* _Exercise instructions_:
[1] In the statement on the ten detained citizens, where did Yuan Dong and the others unfurl their banners on March 31, 2013?
[2] Resume the statement on the ten detained citizens, picking up right after its final sentence.

┌─ Text shown

Citizen (公民), formerly known as Gong Meng or Open Constitution Initiative, and founded by some of China’s preeminent rights lawyers, is a NGO based in Beijing that provides legal assistance to the disempowered and promotes the New Cititzens’ Movement. Read the original here

From what we know and have learned, we believe that Yuan Dong, Ding Jiaxi, Zhao Changqing and the seven others who demanded public disclosure of officials’ personal wealth are innocent. In recent days, however, the Chinese authorities have announced the formal arrest of the ten one after another. With astonishment, we state:

1. The Personal Expressions of the Ten Citizens Do Not Constitute a Criminal Offense

On March 31, 2013, Yuan Dong, Zhang Baocheng, Ma Xinli, Hou Xin and two others unfurled banners in downtown Xidan plaza, Beijing, calling for officials to publicly disclose their personal assets. Ten or so minutes later, they were taken away by police, and later, four of them were criminally detained on charges of “illegal assembly.” According to Article Two of the Law of the People of the People’s Republic of China on Assemblies, Processions and Demonstrations, “assembly” refers to  “an activity in which people meet at a public place in the open air to express views or aspirations.” Assembly differs from average expressions in that assembly must be a collective expression through a gathering of a certain number of people. For example, Hong Kong’s Public Order Ordinance stipulates that collective expression of views by more than 50 people require a notice of intention. On that day, only four people were there holding the banners while Yuan Dong gave a speech. The others on the scene were onlookers, not participants of an organized event. The five were simply expressing their personal views by exercising their right to free expression and right to “criticize and make suggestions regarding any state organ or functionary” conferred by Article 35 and Article 41, respectively, of the Constitution. Their action does not constitute an assembly in legal term, and there were no such things to speak of as “disobeying an order of dismissal” and “seriously undermining the social order,” elements of the offense of illegal assembly as defined by Article 296 of the Criminal Law.

└─
┌─ Information given

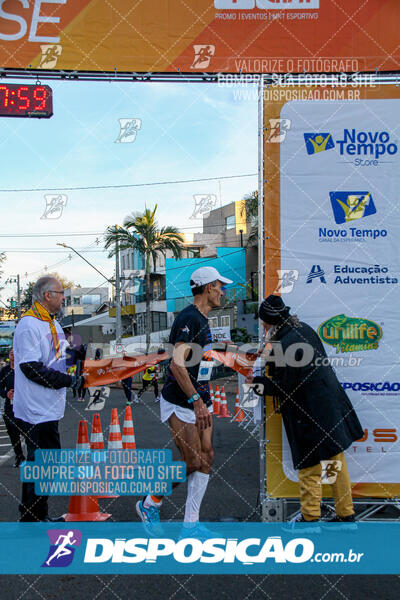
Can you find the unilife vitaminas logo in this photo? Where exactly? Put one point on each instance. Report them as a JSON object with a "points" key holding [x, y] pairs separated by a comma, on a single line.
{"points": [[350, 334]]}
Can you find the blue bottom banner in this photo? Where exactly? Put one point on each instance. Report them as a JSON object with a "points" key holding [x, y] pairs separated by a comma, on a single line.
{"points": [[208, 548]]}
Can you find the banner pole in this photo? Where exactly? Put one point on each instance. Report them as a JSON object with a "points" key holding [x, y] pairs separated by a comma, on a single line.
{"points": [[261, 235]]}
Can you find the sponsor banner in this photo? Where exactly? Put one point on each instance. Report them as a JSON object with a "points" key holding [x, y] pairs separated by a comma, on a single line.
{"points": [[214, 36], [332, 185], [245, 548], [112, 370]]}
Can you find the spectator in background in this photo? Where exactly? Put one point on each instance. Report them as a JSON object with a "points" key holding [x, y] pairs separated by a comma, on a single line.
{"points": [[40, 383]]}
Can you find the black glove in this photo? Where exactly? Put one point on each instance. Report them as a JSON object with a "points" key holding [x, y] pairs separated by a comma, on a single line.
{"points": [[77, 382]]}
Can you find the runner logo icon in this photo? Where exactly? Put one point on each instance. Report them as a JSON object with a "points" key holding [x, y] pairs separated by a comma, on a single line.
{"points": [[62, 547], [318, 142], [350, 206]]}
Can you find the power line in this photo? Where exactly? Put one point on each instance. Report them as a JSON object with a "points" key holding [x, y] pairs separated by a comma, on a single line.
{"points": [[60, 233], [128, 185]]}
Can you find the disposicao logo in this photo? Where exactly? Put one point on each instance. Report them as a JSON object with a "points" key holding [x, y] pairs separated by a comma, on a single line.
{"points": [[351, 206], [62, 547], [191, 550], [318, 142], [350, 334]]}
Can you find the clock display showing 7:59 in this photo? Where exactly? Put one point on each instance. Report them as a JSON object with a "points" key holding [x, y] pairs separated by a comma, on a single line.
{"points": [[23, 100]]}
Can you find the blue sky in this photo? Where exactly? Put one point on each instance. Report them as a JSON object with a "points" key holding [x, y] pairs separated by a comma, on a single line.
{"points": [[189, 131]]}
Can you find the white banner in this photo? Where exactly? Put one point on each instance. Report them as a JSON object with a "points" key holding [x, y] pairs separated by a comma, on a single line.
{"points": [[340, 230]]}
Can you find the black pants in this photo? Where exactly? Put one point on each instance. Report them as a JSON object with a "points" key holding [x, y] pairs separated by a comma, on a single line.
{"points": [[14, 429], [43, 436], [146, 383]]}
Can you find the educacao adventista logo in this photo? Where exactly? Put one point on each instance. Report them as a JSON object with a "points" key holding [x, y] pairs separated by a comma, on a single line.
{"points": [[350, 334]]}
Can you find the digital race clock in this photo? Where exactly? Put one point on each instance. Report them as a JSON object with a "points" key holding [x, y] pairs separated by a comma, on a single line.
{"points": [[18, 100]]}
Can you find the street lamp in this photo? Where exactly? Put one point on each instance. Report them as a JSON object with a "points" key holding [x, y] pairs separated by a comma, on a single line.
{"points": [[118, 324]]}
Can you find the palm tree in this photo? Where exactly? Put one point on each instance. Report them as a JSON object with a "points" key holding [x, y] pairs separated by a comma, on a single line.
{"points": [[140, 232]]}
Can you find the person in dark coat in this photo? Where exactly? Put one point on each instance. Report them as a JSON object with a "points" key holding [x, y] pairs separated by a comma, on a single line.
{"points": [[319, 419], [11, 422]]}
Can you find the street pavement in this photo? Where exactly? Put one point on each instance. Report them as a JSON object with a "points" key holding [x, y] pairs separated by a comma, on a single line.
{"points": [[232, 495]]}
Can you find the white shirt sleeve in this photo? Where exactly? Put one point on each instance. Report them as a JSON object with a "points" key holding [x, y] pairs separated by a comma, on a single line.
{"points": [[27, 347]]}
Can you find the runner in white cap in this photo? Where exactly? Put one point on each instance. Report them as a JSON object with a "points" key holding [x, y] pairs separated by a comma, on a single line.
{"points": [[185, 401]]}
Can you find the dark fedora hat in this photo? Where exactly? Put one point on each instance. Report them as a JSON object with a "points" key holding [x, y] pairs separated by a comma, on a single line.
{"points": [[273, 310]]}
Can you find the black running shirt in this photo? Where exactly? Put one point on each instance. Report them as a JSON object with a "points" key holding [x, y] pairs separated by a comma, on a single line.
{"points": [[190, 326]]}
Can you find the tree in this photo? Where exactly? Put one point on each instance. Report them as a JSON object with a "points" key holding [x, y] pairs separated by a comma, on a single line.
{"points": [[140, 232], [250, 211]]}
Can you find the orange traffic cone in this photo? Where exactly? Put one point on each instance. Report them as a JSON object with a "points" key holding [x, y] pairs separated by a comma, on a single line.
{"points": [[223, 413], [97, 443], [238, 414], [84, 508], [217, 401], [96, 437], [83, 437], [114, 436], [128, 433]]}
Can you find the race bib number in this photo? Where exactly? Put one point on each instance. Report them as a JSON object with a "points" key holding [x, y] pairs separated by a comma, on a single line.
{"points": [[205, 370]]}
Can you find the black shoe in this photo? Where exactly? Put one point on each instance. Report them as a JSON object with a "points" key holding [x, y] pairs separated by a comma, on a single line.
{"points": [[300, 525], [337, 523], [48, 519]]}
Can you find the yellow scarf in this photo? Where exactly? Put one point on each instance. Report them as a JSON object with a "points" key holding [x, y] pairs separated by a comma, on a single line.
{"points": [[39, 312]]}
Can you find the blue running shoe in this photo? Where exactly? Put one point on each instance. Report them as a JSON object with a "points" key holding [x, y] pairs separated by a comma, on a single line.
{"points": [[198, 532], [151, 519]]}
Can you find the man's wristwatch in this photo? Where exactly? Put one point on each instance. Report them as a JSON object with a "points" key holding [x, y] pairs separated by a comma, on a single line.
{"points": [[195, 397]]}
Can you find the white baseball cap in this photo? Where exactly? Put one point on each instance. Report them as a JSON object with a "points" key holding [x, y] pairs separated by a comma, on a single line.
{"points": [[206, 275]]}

└─
┌─ Information given

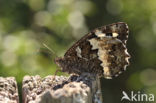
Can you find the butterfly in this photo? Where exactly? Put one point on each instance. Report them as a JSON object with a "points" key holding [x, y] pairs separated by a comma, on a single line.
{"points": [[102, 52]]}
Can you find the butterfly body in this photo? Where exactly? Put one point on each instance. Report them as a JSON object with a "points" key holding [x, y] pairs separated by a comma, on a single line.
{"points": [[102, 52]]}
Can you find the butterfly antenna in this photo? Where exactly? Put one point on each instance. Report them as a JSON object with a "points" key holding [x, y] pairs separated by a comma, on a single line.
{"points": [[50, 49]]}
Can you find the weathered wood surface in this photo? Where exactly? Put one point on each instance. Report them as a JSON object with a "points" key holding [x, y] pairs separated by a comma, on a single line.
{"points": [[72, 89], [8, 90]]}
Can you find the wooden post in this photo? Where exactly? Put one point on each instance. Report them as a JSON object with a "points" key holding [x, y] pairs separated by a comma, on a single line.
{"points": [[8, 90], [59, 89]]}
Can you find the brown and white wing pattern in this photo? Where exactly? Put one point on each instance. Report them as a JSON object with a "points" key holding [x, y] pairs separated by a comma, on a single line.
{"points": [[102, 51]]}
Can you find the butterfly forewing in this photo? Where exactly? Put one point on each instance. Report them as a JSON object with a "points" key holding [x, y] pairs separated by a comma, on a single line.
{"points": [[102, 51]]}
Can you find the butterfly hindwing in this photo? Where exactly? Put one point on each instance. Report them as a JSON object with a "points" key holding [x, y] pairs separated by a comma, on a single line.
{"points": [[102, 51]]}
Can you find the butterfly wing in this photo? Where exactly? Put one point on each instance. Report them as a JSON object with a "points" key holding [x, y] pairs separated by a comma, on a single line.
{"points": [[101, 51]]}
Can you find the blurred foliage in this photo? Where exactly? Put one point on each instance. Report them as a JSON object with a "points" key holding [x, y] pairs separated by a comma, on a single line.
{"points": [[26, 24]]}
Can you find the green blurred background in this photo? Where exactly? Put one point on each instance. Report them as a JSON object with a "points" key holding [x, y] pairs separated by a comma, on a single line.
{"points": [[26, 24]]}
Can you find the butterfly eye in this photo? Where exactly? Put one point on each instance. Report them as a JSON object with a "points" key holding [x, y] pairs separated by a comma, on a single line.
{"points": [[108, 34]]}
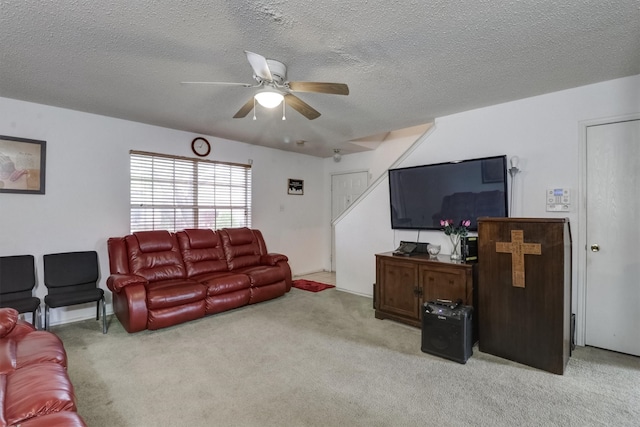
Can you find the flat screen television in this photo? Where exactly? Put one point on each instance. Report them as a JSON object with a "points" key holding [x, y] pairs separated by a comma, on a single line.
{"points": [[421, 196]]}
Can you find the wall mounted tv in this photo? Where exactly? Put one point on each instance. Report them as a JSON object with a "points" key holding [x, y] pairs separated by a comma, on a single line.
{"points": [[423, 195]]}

└─

* _Answers to the tasks_:
[1] In downtown Xidan plaza, Beijing.

[2]
Of the ten arrested for advocating asset disclosure by officials, Ding Jiaxi, Zhao Changqing, Sun Hanhui, Wang Yonghong, Li Wei, Qi Yueying didn’t appear on the Xidan scene on March 31, nor were any of them the person-in-charge of that event or directly responsible for it. Some of them had similarly expressed their personal views in other locations in Beijing, but again, none had “disobeyed an order of dismissal” or “seriously undermined the social order,” elements constituting a criminal offence, nor had they been stopped or penalized by the Public Security officers. Their actions cannot possibly constitute illegal assembly or the offence of “provocation and disruption.”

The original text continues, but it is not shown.